* Exercise description: Render every item below as a Markdown table with two columns, No. and Line: number each line in order and put the line beside it, leaving out blank lines.

**** Dataset records

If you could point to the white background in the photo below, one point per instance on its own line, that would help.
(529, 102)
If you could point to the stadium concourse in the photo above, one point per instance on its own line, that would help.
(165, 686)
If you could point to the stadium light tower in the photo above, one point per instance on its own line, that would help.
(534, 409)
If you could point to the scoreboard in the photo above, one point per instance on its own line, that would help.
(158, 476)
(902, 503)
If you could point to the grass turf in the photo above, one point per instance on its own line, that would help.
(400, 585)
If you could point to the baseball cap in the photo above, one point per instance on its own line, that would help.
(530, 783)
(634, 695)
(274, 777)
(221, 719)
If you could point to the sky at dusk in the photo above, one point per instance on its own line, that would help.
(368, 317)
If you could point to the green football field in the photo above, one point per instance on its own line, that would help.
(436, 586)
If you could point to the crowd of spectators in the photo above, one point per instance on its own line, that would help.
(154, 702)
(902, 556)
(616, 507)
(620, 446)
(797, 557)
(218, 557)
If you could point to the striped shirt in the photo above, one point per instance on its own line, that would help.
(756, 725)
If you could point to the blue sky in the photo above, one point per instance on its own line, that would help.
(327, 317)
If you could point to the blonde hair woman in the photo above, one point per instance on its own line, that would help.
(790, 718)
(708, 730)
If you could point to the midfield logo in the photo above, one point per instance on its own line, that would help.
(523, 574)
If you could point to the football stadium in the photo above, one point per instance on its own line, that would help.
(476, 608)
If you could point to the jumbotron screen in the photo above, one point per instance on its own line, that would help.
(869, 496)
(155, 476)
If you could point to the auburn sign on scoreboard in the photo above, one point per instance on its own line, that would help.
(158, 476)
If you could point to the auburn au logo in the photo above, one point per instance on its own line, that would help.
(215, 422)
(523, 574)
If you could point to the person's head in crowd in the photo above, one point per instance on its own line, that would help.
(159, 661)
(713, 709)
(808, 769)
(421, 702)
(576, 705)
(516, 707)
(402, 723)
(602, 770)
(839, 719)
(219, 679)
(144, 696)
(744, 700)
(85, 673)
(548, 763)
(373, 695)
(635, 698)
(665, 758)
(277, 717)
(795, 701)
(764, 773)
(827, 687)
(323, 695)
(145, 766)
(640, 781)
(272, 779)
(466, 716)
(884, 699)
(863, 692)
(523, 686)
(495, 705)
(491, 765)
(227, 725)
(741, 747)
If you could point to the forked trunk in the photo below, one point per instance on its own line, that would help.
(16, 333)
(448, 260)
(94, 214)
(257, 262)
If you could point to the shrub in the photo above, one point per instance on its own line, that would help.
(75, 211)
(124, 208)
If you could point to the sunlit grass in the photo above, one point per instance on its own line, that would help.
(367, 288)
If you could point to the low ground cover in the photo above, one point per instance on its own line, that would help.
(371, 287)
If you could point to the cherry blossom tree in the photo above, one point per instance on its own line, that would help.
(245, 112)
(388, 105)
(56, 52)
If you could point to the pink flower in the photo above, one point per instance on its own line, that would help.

********

* Answer to this task:
| No. | Line |
|---|---|
| 1 | If you could point to the white background in the photo below, one point per instance on its own line, that would help. |
| 2 | (529, 102) |
| 3 | If you could point to the stadium concourse in the photo above, one point per instance on its own line, that would help. |
| 4 | (165, 686) |
| 5 | If you could point to the stadium light tower in the photo above, one point per instance on its own line, that would help. |
| 6 | (534, 409) |
| 7 | If you could point to the scoreboard in the photo above, one point per instance on its own line, that would help. |
| 8 | (158, 476) |
| 9 | (902, 503) |
| 10 | If you could point to the grass turf in the photo above, one point per instance on its own line, that would help. |
| 11 | (400, 585) |
| 12 | If you could point to the baseball cap in the photo above, one point per instance on its own line, that would help. |
| 13 | (530, 783) |
| 14 | (634, 695) |
| 15 | (274, 777) |
| 16 | (221, 719) |
| 17 | If you could point to the sky at dusk in the photo above, one point per instance on its own line, that would help. |
| 18 | (368, 317) |
| 19 | If you could point to the green football field in the photo above, one point per instance on its own line, that would help. |
| 20 | (436, 586) |
| 21 | If you could point to the crowd of spectators in the photo above, one point per instance on its own line, that would help. |
| 22 | (154, 702) |
| 23 | (902, 556) |
| 24 | (616, 507) |
| 25 | (620, 446) |
| 26 | (797, 557) |
| 27 | (218, 557) |
| 28 | If you could point to the striped shirt in the photo above, one point per instance on its own line, that would help. |
| 29 | (756, 725) |
| 30 | If you could point to the blue sky in the photo above, one point per instance on its own line, that would help. |
| 31 | (327, 317) |
| 32 | If you could point to the blonde hair woman in the photo above, one point per instance on its own line, that would help. |
| 33 | (790, 718) |
| 34 | (708, 730) |
| 35 | If you could point to the midfield logo in the photo above, one point per instance on its own line, that would help. |
| 36 | (523, 574) |
| 37 | If you could point to the football stadium in the photo above, one point per instance on its own line, that would help. |
| 38 | (476, 608) |
| 39 | If you could point to the jumbotron screen in the photo above, one point per instance on its own line, that would help. |
| 40 | (869, 496) |
| 41 | (155, 476) |
| 42 | If you could point to the auburn sign on scoreboard in the photo above, one point per instance on its own line, that would help. |
| 43 | (158, 476) |
| 44 | If you could point to the auburn au logo in the photo above, one point per instance on its own line, that would help. |
| 45 | (215, 422) |
| 46 | (523, 574) |
| 47 | If you could point to the person's head in crowd in the photo above, one point per instance on its own line, that would help. |
| 48 | (159, 661) |
| 49 | (713, 709) |
| 50 | (808, 769) |
| 51 | (421, 702) |
| 52 | (576, 705) |
| 53 | (516, 707) |
| 54 | (402, 723) |
| 55 | (602, 770) |
| 56 | (839, 719) |
| 57 | (219, 679) |
| 58 | (144, 696) |
| 59 | (744, 700) |
| 60 | (85, 673) |
| 61 | (548, 763) |
| 62 | (373, 695) |
| 63 | (635, 698) |
| 64 | (665, 758) |
| 65 | (277, 717) |
| 66 | (795, 701) |
| 67 | (764, 773) |
| 68 | (827, 687) |
| 69 | (323, 695) |
| 70 | (145, 766) |
| 71 | (640, 781) |
| 72 | (272, 779) |
| 73 | (466, 716) |
| 74 | (884, 699) |
| 75 | (863, 692) |
| 76 | (523, 686) |
| 77 | (495, 705) |
| 78 | (491, 765) |
| 79 | (227, 725) |
| 80 | (741, 747) |
| 81 | If you could point to the forked trunk in the photo below, one point per instance on its own line, that would help. |
| 82 | (16, 333) |
| 83 | (448, 260) |
| 84 | (94, 214) |
| 85 | (257, 262) |
| 86 | If you could point to the shrub in the photo above, one point per instance on its own line, that would help. |
| 87 | (75, 211) |
| 88 | (124, 208) |
| 89 | If you could point to the sunlit grass in the photo above, one point per instance on its own line, that would help. |
| 90 | (367, 288) |
| 91 | If you could point to the low ground cover in the photo above, one point per instance on its own line, that would help. |
| 92 | (371, 287) |
| 93 | If you could point to the cherry blossom tree in the photo above, one point per instance on its own line, that would help. |
| 94 | (245, 112) |
| 95 | (388, 105) |
| 96 | (56, 52) |
| 97 | If you could point to the pink flower in the photo above, one point per instance on its own line, that would help. |